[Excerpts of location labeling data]
____
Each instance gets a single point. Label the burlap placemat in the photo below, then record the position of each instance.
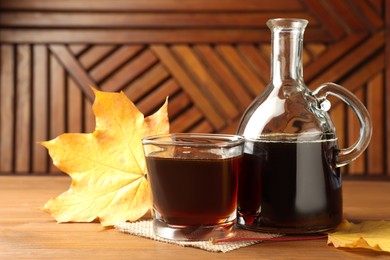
(145, 229)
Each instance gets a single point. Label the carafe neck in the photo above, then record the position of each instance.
(286, 55)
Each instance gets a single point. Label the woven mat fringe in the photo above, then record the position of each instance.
(144, 228)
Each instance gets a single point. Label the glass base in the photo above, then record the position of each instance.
(192, 233)
(298, 230)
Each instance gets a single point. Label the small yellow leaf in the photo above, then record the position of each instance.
(107, 167)
(373, 235)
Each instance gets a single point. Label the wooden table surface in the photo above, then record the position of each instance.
(28, 233)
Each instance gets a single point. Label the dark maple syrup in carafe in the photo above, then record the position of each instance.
(189, 191)
(290, 187)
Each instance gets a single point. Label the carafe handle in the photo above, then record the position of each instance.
(349, 154)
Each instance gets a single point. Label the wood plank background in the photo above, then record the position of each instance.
(210, 57)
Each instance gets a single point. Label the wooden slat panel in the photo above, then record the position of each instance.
(246, 74)
(74, 107)
(142, 36)
(178, 103)
(330, 25)
(376, 150)
(57, 101)
(184, 122)
(206, 82)
(188, 85)
(156, 98)
(74, 68)
(129, 71)
(357, 56)
(40, 107)
(351, 22)
(331, 55)
(364, 74)
(254, 58)
(144, 20)
(145, 83)
(94, 55)
(116, 59)
(7, 113)
(202, 127)
(224, 74)
(152, 5)
(96, 40)
(76, 49)
(23, 109)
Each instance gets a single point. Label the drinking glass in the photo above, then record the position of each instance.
(194, 182)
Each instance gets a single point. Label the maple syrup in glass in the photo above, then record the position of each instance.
(194, 183)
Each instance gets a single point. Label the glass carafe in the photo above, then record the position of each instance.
(291, 182)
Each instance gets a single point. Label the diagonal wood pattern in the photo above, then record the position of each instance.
(210, 57)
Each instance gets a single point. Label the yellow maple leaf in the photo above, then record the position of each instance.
(107, 167)
(373, 235)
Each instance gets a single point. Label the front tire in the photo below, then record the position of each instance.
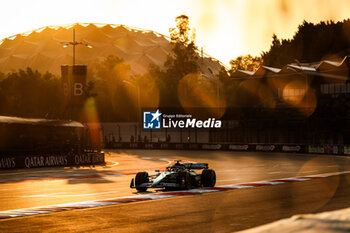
(208, 178)
(141, 177)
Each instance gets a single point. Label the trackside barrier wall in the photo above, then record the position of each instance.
(312, 149)
(8, 161)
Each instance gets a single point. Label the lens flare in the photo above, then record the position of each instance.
(200, 96)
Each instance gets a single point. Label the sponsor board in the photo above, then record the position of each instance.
(265, 147)
(51, 160)
(316, 149)
(291, 148)
(346, 150)
(211, 146)
(238, 147)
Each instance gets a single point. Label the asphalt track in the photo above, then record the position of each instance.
(225, 211)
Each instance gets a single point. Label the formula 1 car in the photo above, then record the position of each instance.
(177, 176)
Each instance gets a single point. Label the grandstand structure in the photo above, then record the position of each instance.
(41, 49)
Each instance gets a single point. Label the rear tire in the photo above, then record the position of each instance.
(208, 178)
(141, 177)
(184, 180)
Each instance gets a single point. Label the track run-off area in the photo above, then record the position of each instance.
(252, 189)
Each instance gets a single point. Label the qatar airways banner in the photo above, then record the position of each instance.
(51, 160)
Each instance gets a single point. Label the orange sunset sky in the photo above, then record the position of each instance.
(225, 28)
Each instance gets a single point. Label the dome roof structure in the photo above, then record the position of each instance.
(42, 48)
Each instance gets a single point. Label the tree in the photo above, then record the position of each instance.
(247, 62)
(182, 61)
(310, 43)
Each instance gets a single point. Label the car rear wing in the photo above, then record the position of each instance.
(196, 165)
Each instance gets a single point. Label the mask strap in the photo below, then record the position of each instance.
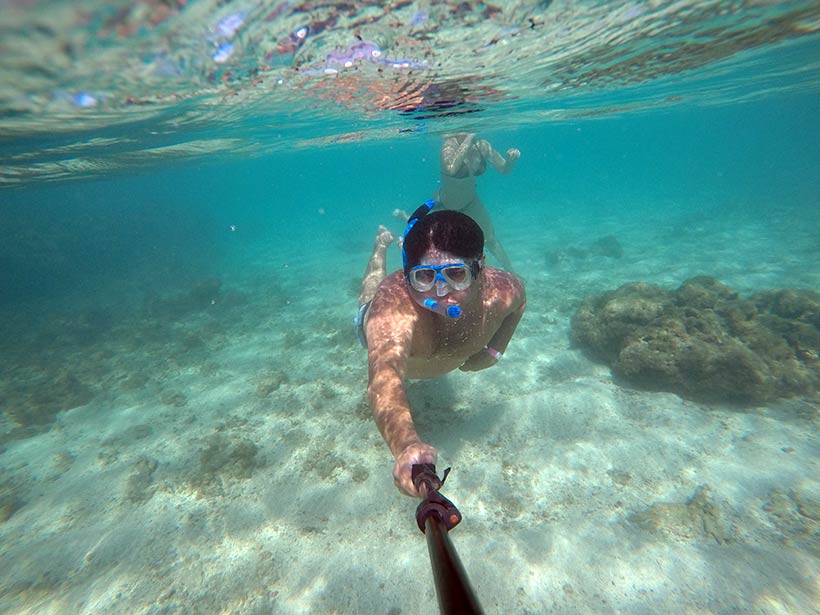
____
*Written task*. Count the lines in the records above that contain the word "tire". Reply with the number alone.

*Response to the exercise*. 2